• WHAT TO PRODUCE
The goal is to restate all of the records below word for word.

• RECORDS PROVIDED
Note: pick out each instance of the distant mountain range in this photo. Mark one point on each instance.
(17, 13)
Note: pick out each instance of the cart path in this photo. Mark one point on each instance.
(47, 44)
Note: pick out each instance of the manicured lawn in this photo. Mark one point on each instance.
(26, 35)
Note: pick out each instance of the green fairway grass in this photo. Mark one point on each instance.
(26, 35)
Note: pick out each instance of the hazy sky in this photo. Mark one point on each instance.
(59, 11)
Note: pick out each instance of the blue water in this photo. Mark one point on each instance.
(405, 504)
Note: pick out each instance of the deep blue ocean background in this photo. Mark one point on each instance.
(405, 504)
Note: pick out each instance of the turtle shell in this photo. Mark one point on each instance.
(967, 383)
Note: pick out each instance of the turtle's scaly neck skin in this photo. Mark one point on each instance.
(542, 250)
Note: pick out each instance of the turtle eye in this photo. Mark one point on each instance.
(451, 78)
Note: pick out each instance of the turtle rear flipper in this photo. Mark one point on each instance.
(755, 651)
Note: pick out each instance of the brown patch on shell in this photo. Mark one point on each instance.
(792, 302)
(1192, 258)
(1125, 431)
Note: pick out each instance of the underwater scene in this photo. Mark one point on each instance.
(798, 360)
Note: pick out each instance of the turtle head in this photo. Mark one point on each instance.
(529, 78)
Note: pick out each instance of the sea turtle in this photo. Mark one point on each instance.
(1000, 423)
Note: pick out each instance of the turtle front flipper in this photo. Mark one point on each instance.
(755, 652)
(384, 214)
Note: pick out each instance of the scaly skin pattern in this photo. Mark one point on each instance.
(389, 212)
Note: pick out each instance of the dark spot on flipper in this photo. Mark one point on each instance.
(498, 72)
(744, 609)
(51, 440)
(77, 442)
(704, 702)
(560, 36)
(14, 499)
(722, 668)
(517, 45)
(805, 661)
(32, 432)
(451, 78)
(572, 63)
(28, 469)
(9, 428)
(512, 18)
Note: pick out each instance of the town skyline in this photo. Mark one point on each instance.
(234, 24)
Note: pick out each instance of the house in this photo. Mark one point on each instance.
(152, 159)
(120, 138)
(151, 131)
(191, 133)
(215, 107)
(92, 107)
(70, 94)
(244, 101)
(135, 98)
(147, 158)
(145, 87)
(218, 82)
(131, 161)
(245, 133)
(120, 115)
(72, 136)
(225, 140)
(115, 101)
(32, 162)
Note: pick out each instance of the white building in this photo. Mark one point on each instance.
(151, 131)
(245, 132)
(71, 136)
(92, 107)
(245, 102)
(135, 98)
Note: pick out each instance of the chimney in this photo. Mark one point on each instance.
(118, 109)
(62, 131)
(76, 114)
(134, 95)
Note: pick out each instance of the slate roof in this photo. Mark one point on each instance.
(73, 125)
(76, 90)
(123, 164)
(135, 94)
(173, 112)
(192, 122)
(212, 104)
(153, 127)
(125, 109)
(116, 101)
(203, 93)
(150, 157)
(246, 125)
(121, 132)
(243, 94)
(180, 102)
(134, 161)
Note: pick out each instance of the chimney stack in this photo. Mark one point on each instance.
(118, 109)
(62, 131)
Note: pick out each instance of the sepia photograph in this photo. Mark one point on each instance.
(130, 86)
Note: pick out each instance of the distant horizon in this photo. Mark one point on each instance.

• WRITTEN RESPONSE
Note: pick out each instance of the distant mountain range in this photo. Mark one point on each instance.
(17, 13)
Note: pick out each instance of the cart path in this photo. Mark one point on each instance.
(47, 44)
Note: pick out each instance of the manicured lawn in this photo. Mark one point on each instance.
(26, 35)
Note: pick out each instance of the green fairway grass in this photo. Mark one point on each instance.
(26, 35)
Note: pick out each instance of the hazy sky in this photo. Mark one point on each instance.
(59, 11)
Note: pick out each instance of the blue water in this photo. Mark one point on each instance.
(405, 504)
Note: pick out each instance of the deep blue ocean background in this photo. Mark one point on each instance.
(405, 504)
Note: pick out each instance of the turtle shell in this photo. Mark one point on each instance.
(967, 383)
Note: pick out each instance of the turtle's scaly neck skin in this photo. Mark one point on each instance.
(542, 250)
Note: pick out each instance of the turtle eye in this photo. Mark one point on each instance.
(451, 78)
Note: pick out each instance of the turtle rear flipper in this photo. Mark one point on each instance.
(755, 651)
Note: pick out each instance of the brown patch on shell in this photo. Mark one point on each instance.
(792, 302)
(1192, 258)
(1125, 431)
Note: pick out each instance of the underwater scene in this photo. Mark one point on each instance.
(798, 360)
Note: pick out each instance of the turtle head in this photo. Mark one point on each instance.
(529, 78)
Note: pick out each instance of the sea turtle in this photo. Mark one point on each instance.
(1000, 423)
Note: pick out each instance of the turtle front flipper in this photo. Mark one point on each instance.
(755, 652)
(384, 214)
Note: pick out each instance of the scaly skin pattern in this photo. Mark one point on each instance.
(389, 212)
Note: pick out each instance of the dark spot on flipper in this photo. Mark one point on each instance.
(498, 72)
(744, 609)
(51, 440)
(77, 442)
(704, 702)
(560, 36)
(14, 499)
(722, 668)
(517, 45)
(805, 661)
(32, 432)
(451, 78)
(572, 63)
(28, 469)
(9, 428)
(512, 18)
Note: pick out each instance of the town skyline in this photo. Mark one point on each instance.
(234, 24)
Note: pick out each instance of the house in this photo. Mark one point on each instance.
(152, 159)
(120, 138)
(151, 131)
(191, 133)
(215, 107)
(92, 107)
(70, 94)
(244, 101)
(135, 98)
(147, 158)
(145, 87)
(218, 82)
(131, 161)
(245, 133)
(120, 115)
(72, 136)
(225, 140)
(115, 101)
(32, 162)
Note: pick out each instance of the white building in this photo. Mark one point on each instance.
(151, 131)
(245, 132)
(71, 136)
(92, 107)
(245, 102)
(135, 98)
Note: pick out each instance of the chimney in this photo. Mark one point on each instance.
(118, 109)
(62, 131)
(76, 114)
(134, 95)
Note: pick out each instance of the slate roof in this photo. Mark one point on each instance.
(73, 125)
(76, 90)
(123, 164)
(135, 94)
(173, 112)
(192, 122)
(212, 104)
(153, 127)
(125, 109)
(116, 101)
(203, 93)
(150, 157)
(246, 125)
(121, 132)
(243, 94)
(180, 102)
(134, 161)
Note: pick out each instance of the chimney stack in this photo. Mark one point on each instance.
(118, 109)
(62, 131)
Note: pick out each instance of the sepia photograph in this photo. Mark one point on each instance.
(130, 86)
Note: pick out each instance of the distant horizon in this photo. Mark one point on each instance.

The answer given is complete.